» **Do this**
Identify each line in the listing below that includes the word "brown", and copy those lines.
[START Raw records]
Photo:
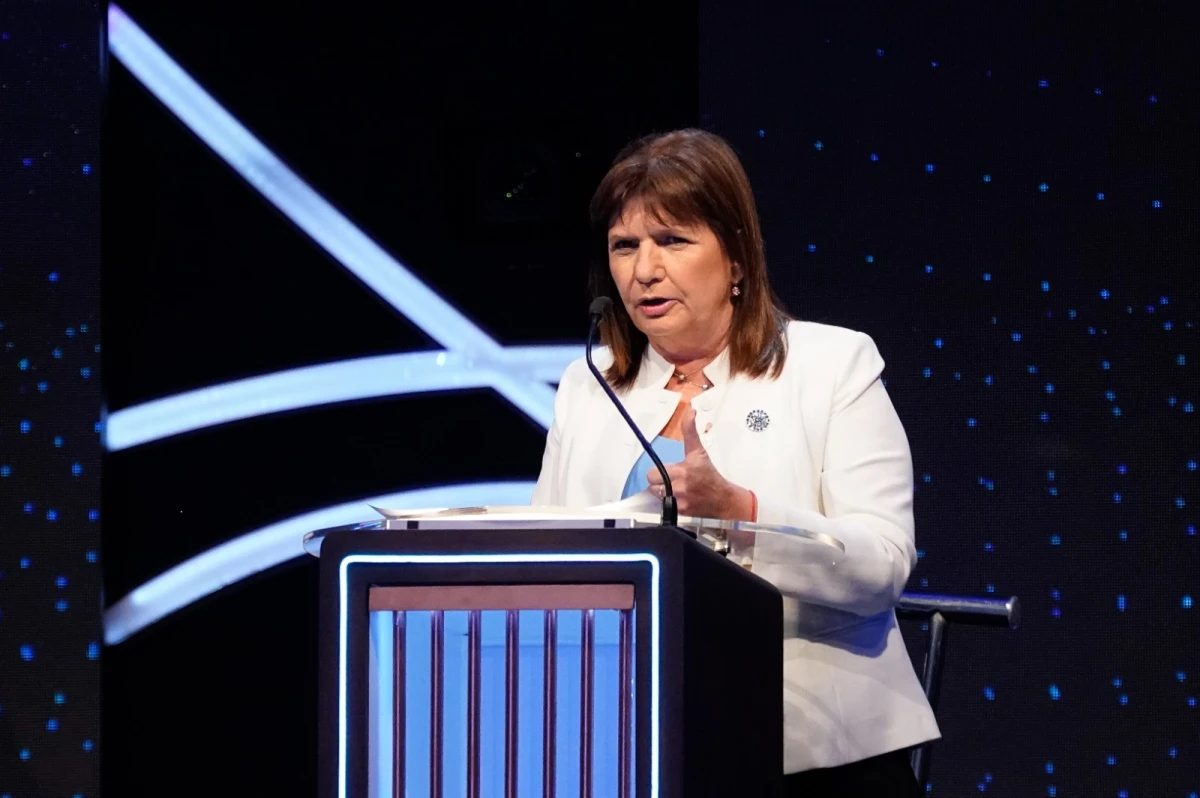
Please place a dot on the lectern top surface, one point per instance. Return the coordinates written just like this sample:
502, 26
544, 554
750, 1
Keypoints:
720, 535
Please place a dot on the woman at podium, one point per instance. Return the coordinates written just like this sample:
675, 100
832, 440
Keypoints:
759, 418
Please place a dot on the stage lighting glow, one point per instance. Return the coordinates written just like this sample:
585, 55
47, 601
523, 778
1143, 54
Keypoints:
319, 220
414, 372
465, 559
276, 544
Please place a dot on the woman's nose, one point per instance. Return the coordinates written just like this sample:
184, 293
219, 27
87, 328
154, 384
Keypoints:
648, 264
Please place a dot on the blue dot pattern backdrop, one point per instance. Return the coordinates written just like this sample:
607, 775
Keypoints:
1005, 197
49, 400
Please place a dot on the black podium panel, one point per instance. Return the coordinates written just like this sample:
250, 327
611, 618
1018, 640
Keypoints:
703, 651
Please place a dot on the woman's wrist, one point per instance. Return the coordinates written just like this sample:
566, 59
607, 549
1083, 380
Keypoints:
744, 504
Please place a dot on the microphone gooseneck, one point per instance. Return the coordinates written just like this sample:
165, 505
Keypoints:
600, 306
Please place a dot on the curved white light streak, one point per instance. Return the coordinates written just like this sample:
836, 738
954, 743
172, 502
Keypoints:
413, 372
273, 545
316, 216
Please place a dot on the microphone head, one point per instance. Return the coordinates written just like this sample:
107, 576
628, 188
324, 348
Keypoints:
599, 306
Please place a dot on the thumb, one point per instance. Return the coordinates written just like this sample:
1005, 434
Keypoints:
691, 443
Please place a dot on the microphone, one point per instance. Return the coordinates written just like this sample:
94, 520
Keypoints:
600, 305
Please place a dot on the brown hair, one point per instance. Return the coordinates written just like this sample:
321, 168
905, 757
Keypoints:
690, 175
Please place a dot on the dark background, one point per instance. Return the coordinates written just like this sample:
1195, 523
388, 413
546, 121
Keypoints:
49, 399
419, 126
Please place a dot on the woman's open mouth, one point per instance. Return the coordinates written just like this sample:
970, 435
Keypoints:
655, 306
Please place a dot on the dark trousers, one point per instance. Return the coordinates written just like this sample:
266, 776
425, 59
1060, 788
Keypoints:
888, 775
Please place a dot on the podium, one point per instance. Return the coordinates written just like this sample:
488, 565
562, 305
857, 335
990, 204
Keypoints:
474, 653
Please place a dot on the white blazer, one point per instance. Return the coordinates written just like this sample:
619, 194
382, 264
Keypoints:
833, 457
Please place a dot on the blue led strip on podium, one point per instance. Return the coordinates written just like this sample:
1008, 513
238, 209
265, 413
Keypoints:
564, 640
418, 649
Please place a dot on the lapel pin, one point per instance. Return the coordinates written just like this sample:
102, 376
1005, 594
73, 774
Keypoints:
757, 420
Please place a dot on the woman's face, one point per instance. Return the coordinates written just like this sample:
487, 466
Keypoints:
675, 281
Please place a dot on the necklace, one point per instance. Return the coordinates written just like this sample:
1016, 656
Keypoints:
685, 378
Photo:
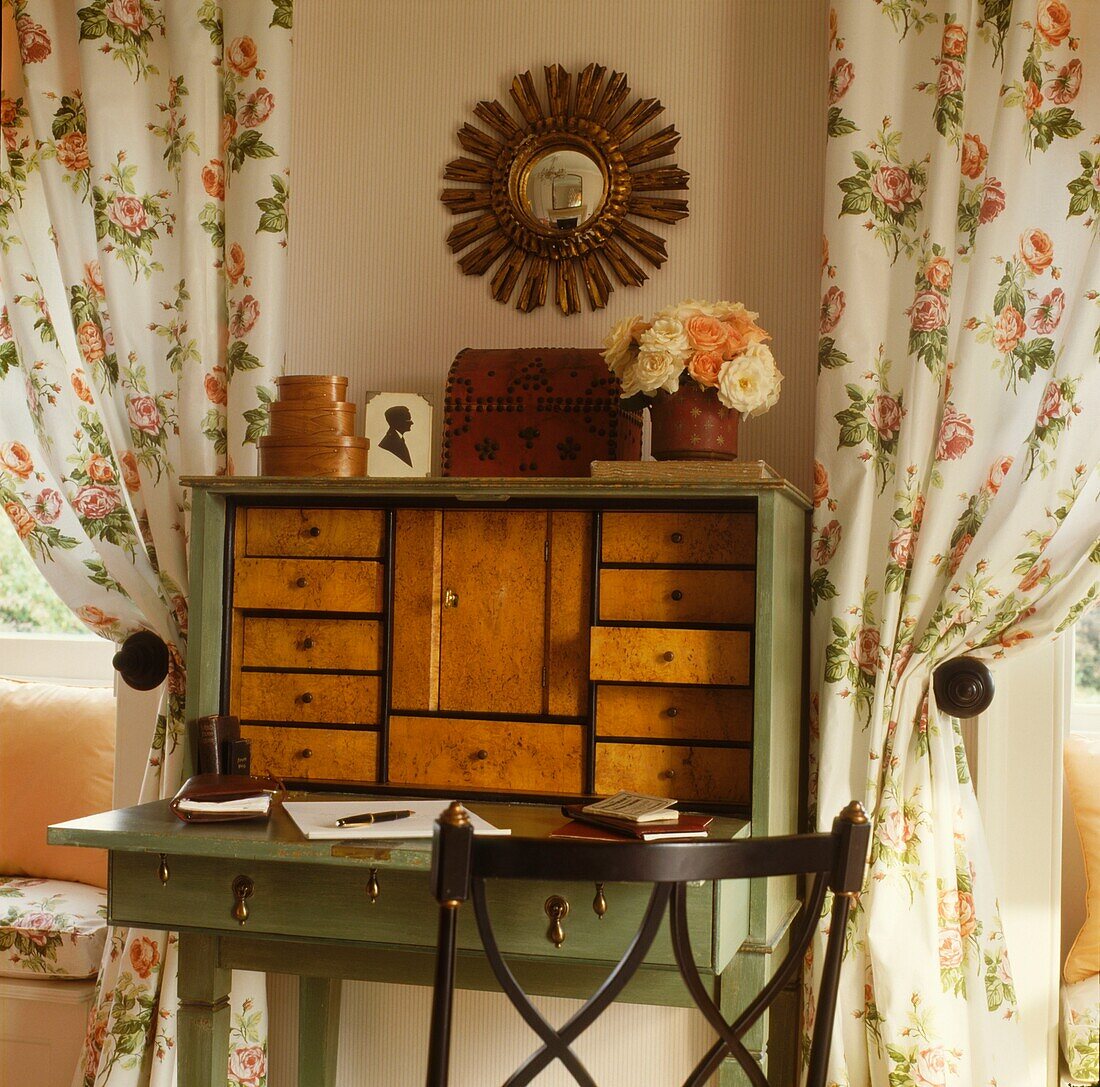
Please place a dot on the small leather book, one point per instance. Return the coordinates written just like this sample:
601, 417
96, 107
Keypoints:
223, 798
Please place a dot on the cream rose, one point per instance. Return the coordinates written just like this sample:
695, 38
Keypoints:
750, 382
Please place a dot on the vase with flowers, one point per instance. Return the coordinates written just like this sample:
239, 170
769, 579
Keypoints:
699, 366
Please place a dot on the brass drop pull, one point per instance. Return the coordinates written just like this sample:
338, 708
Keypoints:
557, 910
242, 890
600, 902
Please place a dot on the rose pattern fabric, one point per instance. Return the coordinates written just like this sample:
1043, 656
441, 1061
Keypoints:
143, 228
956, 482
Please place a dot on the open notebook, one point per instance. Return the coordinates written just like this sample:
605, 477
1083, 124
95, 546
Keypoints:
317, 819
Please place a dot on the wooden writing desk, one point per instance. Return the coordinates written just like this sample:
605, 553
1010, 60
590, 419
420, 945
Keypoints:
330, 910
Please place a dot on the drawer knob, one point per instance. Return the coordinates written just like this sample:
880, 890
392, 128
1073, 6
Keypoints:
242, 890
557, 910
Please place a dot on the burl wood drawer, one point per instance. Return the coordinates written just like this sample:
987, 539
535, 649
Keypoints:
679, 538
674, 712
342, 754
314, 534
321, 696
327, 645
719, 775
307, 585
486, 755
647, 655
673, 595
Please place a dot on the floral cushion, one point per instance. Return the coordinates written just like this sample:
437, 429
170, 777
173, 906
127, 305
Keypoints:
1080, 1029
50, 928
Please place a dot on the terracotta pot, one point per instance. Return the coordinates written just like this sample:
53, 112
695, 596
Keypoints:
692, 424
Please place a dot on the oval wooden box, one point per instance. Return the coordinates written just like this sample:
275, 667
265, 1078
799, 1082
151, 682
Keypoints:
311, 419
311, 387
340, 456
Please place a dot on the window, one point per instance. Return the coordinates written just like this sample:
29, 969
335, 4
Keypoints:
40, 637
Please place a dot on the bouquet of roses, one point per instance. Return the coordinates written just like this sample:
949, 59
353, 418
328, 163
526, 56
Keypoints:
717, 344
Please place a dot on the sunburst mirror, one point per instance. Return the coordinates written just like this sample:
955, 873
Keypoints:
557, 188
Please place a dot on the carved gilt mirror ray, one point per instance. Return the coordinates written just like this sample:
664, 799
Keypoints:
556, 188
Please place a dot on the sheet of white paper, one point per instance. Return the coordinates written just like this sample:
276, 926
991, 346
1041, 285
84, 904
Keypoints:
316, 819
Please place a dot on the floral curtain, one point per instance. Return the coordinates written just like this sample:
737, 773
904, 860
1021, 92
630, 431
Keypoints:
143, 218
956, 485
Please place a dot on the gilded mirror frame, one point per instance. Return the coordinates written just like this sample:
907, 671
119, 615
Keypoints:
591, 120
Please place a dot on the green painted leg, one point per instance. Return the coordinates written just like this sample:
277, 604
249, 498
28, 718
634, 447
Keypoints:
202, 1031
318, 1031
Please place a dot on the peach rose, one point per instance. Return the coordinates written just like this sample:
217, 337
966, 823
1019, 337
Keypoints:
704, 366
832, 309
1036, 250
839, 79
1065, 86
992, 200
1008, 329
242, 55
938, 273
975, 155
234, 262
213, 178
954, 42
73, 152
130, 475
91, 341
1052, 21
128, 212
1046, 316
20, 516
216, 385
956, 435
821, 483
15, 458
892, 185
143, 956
[END Raw records]
[START Raw records]
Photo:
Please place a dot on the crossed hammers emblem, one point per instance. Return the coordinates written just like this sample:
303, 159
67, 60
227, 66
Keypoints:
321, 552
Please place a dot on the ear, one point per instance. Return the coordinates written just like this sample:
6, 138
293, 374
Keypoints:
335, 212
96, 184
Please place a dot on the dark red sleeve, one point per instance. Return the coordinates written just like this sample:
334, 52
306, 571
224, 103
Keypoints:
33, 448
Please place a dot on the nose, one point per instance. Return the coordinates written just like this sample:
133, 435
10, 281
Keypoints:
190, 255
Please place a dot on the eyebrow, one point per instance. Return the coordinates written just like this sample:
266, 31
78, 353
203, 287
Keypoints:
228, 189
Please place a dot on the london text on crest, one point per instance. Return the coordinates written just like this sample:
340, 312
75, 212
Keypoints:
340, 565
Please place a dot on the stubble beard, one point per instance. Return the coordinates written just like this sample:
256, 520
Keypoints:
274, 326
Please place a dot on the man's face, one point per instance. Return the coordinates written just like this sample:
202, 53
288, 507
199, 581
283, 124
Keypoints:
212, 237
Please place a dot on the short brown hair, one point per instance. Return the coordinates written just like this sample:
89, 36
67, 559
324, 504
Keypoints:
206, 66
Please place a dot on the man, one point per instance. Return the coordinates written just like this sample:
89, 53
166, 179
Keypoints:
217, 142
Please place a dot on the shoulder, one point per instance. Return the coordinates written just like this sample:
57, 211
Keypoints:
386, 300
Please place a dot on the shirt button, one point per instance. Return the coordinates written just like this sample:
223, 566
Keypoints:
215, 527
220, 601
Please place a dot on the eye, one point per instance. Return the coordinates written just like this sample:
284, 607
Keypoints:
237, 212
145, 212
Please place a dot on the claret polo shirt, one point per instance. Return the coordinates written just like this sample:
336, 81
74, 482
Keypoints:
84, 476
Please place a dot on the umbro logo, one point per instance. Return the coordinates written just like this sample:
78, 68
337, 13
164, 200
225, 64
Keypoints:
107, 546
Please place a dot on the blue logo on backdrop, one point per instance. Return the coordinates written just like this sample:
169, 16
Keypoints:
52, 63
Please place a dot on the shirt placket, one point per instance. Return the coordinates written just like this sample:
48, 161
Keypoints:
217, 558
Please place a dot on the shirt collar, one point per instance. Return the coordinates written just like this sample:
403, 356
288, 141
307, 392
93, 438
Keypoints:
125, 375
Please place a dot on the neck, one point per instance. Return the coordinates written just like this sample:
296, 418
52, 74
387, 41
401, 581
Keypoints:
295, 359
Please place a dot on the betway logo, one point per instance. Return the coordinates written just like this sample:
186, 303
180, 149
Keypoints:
[END Raw records]
» **Completed task**
Please place a dot on the brown hair, one point per instance. Return the coordinates written just like this sample:
Please place a dot on the short brown hair, one point per instance. Return the coordinates written just like this sample:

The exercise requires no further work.